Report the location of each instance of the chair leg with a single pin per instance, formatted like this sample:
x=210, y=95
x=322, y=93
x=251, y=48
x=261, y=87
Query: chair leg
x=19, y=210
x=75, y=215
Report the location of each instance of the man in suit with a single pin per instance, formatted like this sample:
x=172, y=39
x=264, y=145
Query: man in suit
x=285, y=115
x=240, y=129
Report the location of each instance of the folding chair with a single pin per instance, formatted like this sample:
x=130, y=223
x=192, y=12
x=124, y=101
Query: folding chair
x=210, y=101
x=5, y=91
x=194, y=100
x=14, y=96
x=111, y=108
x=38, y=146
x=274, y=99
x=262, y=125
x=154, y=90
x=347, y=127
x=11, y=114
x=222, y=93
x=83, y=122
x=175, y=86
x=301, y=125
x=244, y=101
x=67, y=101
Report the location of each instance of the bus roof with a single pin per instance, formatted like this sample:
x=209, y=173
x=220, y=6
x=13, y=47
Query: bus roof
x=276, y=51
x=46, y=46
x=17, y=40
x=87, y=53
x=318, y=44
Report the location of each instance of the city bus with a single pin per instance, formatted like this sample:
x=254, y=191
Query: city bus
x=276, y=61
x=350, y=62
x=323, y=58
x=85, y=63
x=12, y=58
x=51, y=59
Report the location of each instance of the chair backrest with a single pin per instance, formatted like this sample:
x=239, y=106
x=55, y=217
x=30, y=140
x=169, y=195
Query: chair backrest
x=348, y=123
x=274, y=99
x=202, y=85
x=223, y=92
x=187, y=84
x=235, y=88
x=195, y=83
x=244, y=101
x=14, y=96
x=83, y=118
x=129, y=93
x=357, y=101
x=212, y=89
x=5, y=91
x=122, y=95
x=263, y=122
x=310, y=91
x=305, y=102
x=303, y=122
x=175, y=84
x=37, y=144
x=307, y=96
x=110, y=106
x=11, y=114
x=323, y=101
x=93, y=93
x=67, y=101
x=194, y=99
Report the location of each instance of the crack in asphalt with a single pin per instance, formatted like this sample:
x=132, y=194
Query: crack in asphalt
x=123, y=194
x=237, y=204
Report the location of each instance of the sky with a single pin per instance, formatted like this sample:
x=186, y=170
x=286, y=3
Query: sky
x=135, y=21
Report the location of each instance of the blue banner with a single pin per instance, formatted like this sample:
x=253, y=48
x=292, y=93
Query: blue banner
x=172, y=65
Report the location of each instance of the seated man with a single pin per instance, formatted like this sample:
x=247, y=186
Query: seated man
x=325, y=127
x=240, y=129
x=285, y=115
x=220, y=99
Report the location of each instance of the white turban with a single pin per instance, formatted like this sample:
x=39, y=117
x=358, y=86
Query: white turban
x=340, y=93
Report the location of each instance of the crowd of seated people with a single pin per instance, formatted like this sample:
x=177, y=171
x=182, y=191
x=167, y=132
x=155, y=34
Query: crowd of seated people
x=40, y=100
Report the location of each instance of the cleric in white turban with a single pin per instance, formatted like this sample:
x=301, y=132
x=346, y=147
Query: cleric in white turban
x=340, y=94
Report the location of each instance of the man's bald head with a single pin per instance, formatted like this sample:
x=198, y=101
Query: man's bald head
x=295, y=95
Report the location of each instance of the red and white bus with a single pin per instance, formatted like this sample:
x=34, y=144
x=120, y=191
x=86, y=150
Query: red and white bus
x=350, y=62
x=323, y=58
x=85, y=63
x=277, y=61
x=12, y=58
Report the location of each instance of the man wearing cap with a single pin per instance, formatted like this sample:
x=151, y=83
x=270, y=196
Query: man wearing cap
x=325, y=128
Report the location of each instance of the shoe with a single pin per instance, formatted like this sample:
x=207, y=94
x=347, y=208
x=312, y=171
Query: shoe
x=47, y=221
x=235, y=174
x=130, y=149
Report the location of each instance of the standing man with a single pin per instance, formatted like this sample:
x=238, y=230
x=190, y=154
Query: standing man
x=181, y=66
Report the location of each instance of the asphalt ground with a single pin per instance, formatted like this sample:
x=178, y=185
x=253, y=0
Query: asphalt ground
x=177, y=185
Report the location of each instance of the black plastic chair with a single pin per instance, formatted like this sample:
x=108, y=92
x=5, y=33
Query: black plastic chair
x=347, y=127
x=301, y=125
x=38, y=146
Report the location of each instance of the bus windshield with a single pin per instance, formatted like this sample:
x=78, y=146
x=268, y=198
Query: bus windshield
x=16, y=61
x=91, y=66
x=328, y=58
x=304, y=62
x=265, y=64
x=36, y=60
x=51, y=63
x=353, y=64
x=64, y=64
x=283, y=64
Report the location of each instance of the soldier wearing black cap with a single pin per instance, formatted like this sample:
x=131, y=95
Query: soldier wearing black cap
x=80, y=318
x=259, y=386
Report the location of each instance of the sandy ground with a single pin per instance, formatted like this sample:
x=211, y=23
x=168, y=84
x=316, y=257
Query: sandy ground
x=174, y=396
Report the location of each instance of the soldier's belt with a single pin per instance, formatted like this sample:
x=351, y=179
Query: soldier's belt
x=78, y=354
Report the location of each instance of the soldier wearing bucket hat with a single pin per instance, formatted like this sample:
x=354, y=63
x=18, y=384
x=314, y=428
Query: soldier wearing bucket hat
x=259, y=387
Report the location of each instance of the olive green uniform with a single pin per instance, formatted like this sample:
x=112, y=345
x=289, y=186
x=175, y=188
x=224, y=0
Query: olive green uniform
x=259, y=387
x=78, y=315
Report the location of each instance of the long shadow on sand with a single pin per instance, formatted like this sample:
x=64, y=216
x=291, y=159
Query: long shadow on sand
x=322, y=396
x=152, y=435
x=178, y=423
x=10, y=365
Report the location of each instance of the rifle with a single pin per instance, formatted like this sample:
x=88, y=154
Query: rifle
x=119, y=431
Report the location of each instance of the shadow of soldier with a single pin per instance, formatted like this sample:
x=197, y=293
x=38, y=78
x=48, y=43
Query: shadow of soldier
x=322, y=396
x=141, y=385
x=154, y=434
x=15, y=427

______________________________

• Job: Starting with the line that contains "Report the location of each instance of the standing" and going on through the line that contains "x=283, y=64", substitute "bus front window" for "bus windshield" and give those lines again with nothing else changed.

• Exercise answer:
Report the location of each instance of the standing man with a single pin per instance, formatted like this sample:
x=238, y=230
x=190, y=154
Query: standing man
x=181, y=66
Report the location of each instance of the asphalt ground with a single pin per instance, formatted like this sample:
x=178, y=185
x=253, y=0
Query: asphalt ground
x=177, y=185
Report the location of each instance of the black plastic chair with a single pin per instance, formatted like this sample:
x=108, y=92
x=5, y=33
Query: black plastic chair
x=347, y=127
x=301, y=125
x=38, y=146
Report the location of each instance of the bus front window with a single pin per instance, formatted like this sample:
x=78, y=146
x=268, y=198
Query: bus front window
x=16, y=61
x=91, y=66
x=328, y=58
x=304, y=62
x=265, y=64
x=36, y=60
x=51, y=63
x=353, y=64
x=64, y=64
x=283, y=64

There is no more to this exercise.